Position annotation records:
--- START ---
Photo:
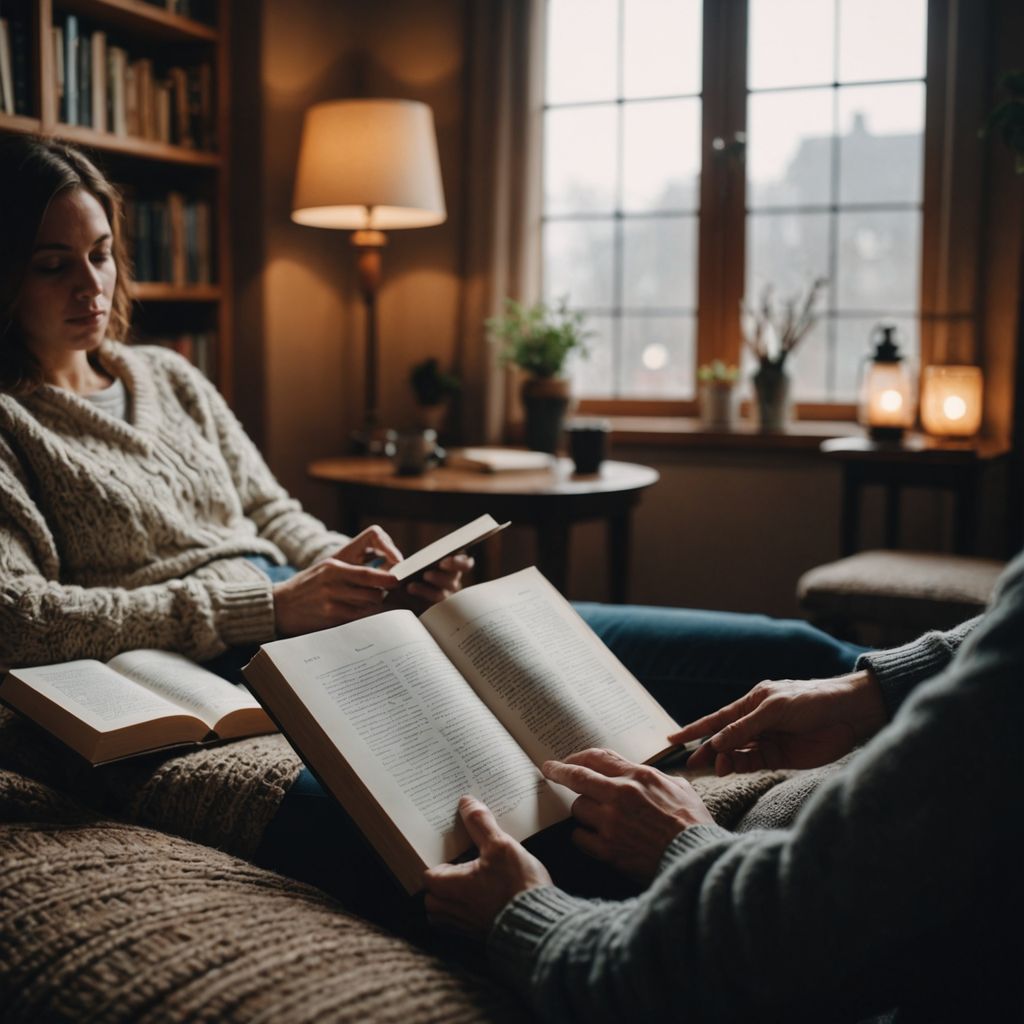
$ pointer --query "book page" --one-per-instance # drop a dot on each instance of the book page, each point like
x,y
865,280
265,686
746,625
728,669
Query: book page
--- END ---
Problem details: Can you write out the records again, swapping every "book page" for "magazine page" and changing nothing else? Leave the pictures out of your answer.

Written solution:
Photo:
$ pointer --query "magazine page" --one-per-instance # drop a dot on each instance of the magazine page, each point like
x,y
865,280
265,686
746,625
728,669
Query: magazine page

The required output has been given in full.